**** Data entries

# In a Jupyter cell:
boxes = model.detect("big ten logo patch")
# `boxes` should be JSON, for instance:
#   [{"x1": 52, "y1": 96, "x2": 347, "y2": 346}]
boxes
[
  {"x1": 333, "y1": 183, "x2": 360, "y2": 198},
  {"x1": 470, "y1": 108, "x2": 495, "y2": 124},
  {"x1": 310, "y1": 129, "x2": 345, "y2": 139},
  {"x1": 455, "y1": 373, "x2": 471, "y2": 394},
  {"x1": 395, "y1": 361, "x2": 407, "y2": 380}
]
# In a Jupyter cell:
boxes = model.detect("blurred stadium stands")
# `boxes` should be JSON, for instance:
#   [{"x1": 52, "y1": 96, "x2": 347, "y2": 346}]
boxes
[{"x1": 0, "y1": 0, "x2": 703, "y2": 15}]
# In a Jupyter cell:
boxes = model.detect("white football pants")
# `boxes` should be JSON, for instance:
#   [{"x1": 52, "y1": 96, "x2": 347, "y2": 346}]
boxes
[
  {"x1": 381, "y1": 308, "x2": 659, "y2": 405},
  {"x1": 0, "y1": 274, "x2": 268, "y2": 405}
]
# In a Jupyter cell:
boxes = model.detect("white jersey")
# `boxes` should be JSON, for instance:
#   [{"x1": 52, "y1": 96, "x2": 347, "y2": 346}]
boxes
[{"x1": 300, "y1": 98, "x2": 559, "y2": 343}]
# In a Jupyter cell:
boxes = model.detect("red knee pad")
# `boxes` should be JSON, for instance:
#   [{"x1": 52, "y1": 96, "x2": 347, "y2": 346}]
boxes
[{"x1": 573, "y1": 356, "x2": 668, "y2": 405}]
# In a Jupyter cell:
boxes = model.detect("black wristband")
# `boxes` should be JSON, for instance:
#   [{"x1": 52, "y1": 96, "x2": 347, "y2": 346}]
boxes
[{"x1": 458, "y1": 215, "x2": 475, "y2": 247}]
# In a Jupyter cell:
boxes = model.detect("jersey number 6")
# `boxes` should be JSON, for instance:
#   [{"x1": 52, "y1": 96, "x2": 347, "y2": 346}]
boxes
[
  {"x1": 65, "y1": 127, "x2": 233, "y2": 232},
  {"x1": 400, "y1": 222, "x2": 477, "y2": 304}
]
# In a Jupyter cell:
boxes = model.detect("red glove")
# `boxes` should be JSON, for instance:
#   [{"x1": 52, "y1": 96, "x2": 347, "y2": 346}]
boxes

********

> Challenge
Tally the lines in the records above that contain the string "model", treating uppercase and lowercase letters as distinct. Reply with the number alone.

> Completed exercise
8